Stored items:
= = = =
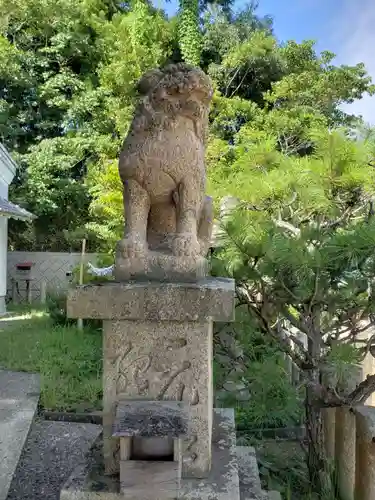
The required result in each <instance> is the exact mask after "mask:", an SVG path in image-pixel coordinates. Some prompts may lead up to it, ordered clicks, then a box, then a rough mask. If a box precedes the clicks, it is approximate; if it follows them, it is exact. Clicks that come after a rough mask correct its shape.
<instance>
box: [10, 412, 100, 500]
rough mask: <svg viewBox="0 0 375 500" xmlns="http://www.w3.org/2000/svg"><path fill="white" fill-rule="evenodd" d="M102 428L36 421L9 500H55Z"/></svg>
mask: <svg viewBox="0 0 375 500" xmlns="http://www.w3.org/2000/svg"><path fill="white" fill-rule="evenodd" d="M100 433H101V427H100V426H98V425H93V424H76V423H71V422H69V423H67V422H53V421H48V422H47V421H44V420H40V419H36V420H35V421H34V422H33V424H32V426H31V429H30V433H29V435H28V437H27V440H26V443H25V446H24V448H23V452H22V455H21V458H20V460H19V462H18V466H17V468H16V471H15V474H14V476H13V480H12V484H11V486H10V489H9V493H8V497H7V500H56V499H57V498H59V494H60V490H61V488H62V487H63V485H64V483H65V481H66V480H67V479H68V478H69V475H70V474H71V472H72V470H74V468H75V467H77V466H78V465H79V464H80V463H81V462H82V460H84V459H85V455H86V453H88V452H89V450H90V448H91V446H92V444H93V442H94V441H95V439H96V438H97V437H98V435H99V434H100Z"/></svg>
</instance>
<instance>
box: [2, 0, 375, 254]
mask: <svg viewBox="0 0 375 500" xmlns="http://www.w3.org/2000/svg"><path fill="white" fill-rule="evenodd" d="M194 2H195V3H194ZM0 17H1V19H2V21H1V23H0V88H1V95H0V134H1V141H2V142H3V143H4V144H5V146H6V147H7V148H8V149H9V150H10V151H11V153H12V154H13V155H14V157H15V158H16V160H17V161H18V164H19V166H20V169H19V172H18V175H17V179H16V180H15V182H14V183H13V185H12V188H11V197H12V199H13V200H14V201H15V202H18V203H20V204H21V205H23V206H25V207H26V208H28V209H29V210H31V211H32V212H33V213H35V215H37V216H38V217H37V219H36V220H35V221H34V222H33V224H32V225H31V226H30V225H28V226H27V225H25V224H23V223H20V222H13V221H12V222H11V224H10V240H11V245H12V247H13V248H18V249H20V248H25V249H51V250H52V249H53V250H65V249H69V248H76V246H77V245H78V242H79V240H80V238H81V237H82V235H83V234H86V235H88V236H89V248H90V249H92V250H95V249H98V248H101V249H105V247H106V246H107V249H110V248H109V247H110V246H111V245H113V242H114V241H115V239H116V238H117V237H118V236H119V231H120V226H121V224H120V223H119V221H120V220H121V210H122V207H121V203H120V194H119V189H120V185H119V183H118V182H117V181H116V178H117V177H116V176H117V174H116V166H115V161H116V158H117V156H118V152H119V148H120V145H121V142H122V140H123V138H124V136H125V134H126V131H127V127H128V125H129V122H130V119H131V116H132V111H133V106H134V102H135V99H136V93H135V83H136V81H137V80H138V78H139V77H140V75H141V74H142V73H143V72H144V71H146V70H147V69H149V68H152V67H156V66H160V65H163V64H165V63H167V62H170V61H180V60H187V61H189V62H193V63H195V64H199V65H200V66H201V67H202V68H203V69H204V70H205V71H207V72H208V74H209V75H210V76H211V77H212V80H213V83H214V86H215V97H214V102H213V105H212V110H211V115H210V139H209V144H208V153H207V159H208V167H209V177H210V189H211V191H212V193H213V194H214V195H215V196H221V195H222V194H225V192H226V191H228V190H230V189H231V188H232V187H233V182H234V177H233V173H235V171H236V169H238V166H239V165H240V163H241V162H245V163H248V162H249V160H250V156H247V150H248V148H249V155H251V157H252V158H254V159H255V156H256V155H257V151H258V153H259V154H260V151H261V150H263V149H264V148H268V149H269V152H268V161H269V162H273V161H274V160H275V161H281V160H282V158H283V155H286V156H290V155H297V156H299V157H303V156H305V155H310V154H311V153H312V151H313V148H314V141H313V139H312V137H311V133H310V132H311V131H312V130H314V129H316V128H320V129H328V128H332V127H338V126H348V125H351V124H353V123H354V118H353V117H351V116H349V115H347V114H345V113H344V112H343V111H342V110H341V107H340V106H341V105H342V104H343V103H348V102H352V101H353V100H354V99H356V98H360V97H361V96H362V95H363V94H364V93H365V92H373V90H374V89H373V86H372V85H371V81H370V78H369V77H368V75H367V73H366V70H365V68H364V67H363V65H362V64H358V65H357V66H335V65H333V63H332V60H333V57H334V55H333V54H331V53H329V52H324V53H322V54H318V53H317V52H316V50H315V48H314V43H313V42H311V41H305V42H303V43H301V44H298V43H296V42H294V41H288V42H286V43H279V42H278V41H277V39H276V38H275V36H274V35H273V30H272V19H271V18H270V17H265V18H260V17H259V16H257V14H256V5H255V4H254V3H253V4H250V5H249V6H247V7H246V8H244V9H243V10H242V11H240V12H237V13H236V12H234V11H233V10H232V7H231V4H230V2H224V3H223V2H197V1H196V0H194V1H193V0H186V1H185V2H181V4H180V10H179V12H178V14H177V15H176V16H174V17H172V18H168V17H167V16H166V14H165V13H164V12H163V11H162V10H160V9H158V8H155V7H154V6H153V5H152V4H151V3H149V2H146V1H141V0H135V1H132V2H129V3H123V2H117V1H115V0H112V1H110V0H79V1H74V2H72V1H71V0H53V1H52V0H27V1H24V0H22V1H21V0H16V1H15V2H12V5H11V6H9V3H8V2H6V1H5V0H0ZM189 26H190V28H189ZM189 30H190V31H189ZM240 152H241V153H240ZM113 187H114V188H115V189H114V191H113V192H112V193H109V190H110V191H112V188H113ZM109 205H110V206H111V208H109Z"/></svg>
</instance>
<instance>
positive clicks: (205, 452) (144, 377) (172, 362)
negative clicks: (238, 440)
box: [104, 321, 212, 477]
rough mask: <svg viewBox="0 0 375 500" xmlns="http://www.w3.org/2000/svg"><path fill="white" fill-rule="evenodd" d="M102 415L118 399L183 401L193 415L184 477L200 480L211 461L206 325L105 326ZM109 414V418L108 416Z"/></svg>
mask: <svg viewBox="0 0 375 500" xmlns="http://www.w3.org/2000/svg"><path fill="white" fill-rule="evenodd" d="M105 332H106V333H105V336H106V340H105V346H104V384H105V385H106V387H104V391H105V393H107V396H106V398H104V401H105V403H104V412H105V413H107V414H108V413H110V414H111V415H112V414H113V408H115V405H116V402H117V401H118V400H125V399H148V400H174V401H184V402H186V403H188V404H189V406H190V407H191V410H192V412H193V413H192V418H191V419H190V425H189V427H190V429H189V430H190V432H189V434H190V436H189V439H188V440H184V441H183V443H182V447H181V453H182V455H183V456H182V462H183V469H182V470H183V474H184V475H185V476H189V475H192V476H196V477H204V476H205V475H207V474H208V471H209V468H210V461H211V457H210V454H211V426H212V387H211V385H212V380H211V362H212V354H211V349H212V336H211V324H210V322H209V321H207V322H202V323H200V322H189V323H182V322H162V323H158V322H138V321H118V322H106V325H105ZM111 412H112V413H111Z"/></svg>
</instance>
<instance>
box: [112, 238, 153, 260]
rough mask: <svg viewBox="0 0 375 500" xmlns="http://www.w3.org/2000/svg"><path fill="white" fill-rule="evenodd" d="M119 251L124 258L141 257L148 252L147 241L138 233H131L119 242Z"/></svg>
mask: <svg viewBox="0 0 375 500" xmlns="http://www.w3.org/2000/svg"><path fill="white" fill-rule="evenodd" d="M117 251H118V253H119V254H120V255H121V257H122V258H123V259H141V258H143V257H144V256H145V253H146V243H145V241H143V240H142V239H141V238H140V237H139V236H138V235H136V234H134V235H129V236H127V237H126V238H124V239H122V240H120V241H119V242H118V244H117Z"/></svg>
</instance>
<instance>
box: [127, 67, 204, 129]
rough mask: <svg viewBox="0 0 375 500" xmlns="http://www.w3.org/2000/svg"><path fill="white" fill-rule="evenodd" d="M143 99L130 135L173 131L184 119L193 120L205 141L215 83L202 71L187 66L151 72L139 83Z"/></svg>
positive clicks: (139, 88)
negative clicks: (211, 85)
mask: <svg viewBox="0 0 375 500" xmlns="http://www.w3.org/2000/svg"><path fill="white" fill-rule="evenodd" d="M138 92H139V94H140V96H141V99H140V102H139V103H138V106H137V107H136V111H135V115H134V119H133V122H132V124H131V126H130V134H131V135H133V136H134V135H135V134H138V133H140V132H142V133H143V134H144V132H145V131H148V132H152V131H153V130H155V129H164V130H166V129H172V128H173V127H174V126H175V125H176V124H177V123H178V122H179V119H181V118H185V119H186V118H187V119H190V120H192V122H193V124H194V128H195V132H196V135H197V137H198V138H202V136H203V138H204V136H205V135H206V134H205V132H206V131H205V130H204V129H205V128H206V122H207V115H208V110H209V102H210V100H211V96H212V87H211V82H210V80H209V78H208V77H207V75H206V74H205V73H204V72H203V71H202V70H200V69H198V68H194V67H192V66H189V65H187V64H185V63H179V64H170V65H168V66H166V67H165V68H163V69H156V70H151V71H149V72H148V73H146V74H145V75H144V76H143V77H142V78H141V80H140V81H139V83H138Z"/></svg>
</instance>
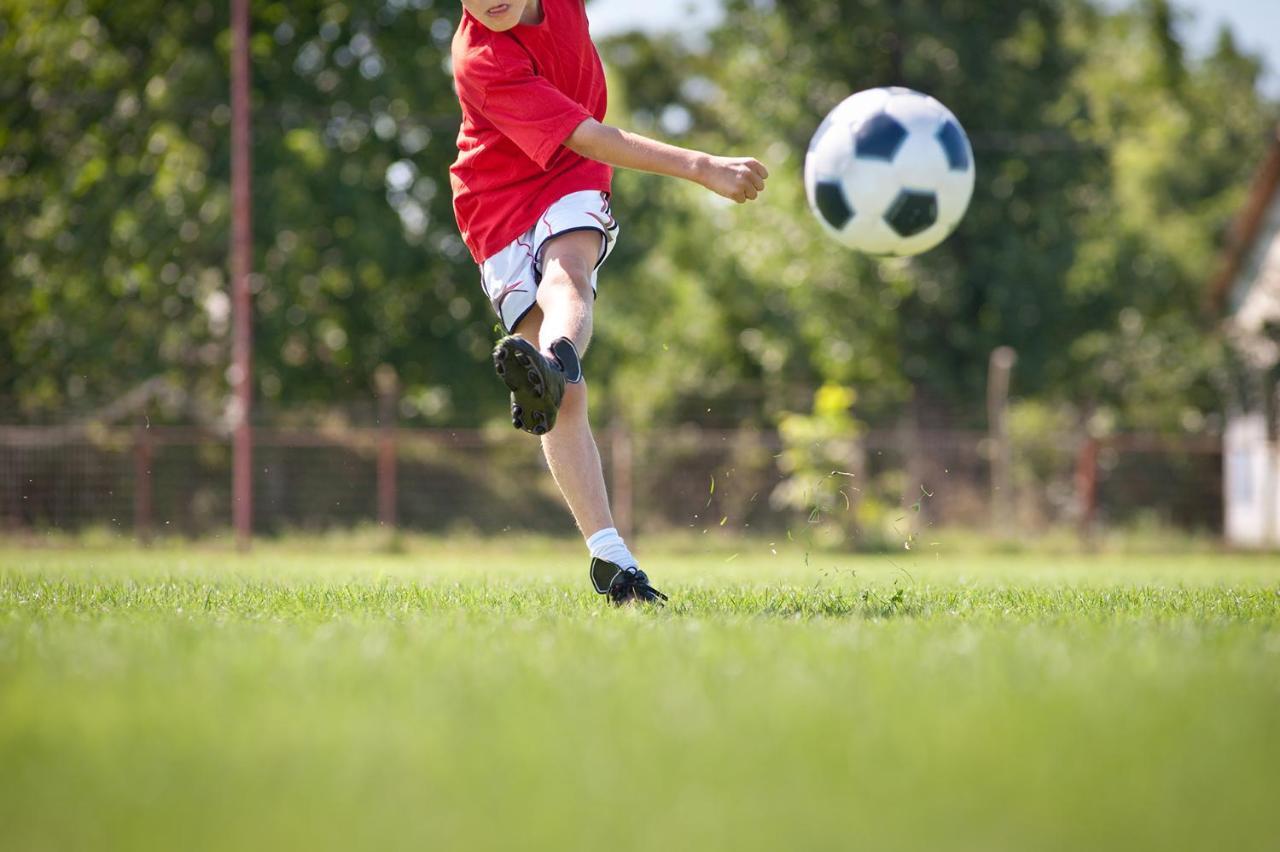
= = = =
**DIRECTIONS FOR THIS TASK**
Look over the entries above. Copy every line that contains the word "positive".

**SOLUTION FOR THIS EXERCISE**
positive clicks: (205, 452) (144, 377) (172, 362)
positive clicks: (139, 88)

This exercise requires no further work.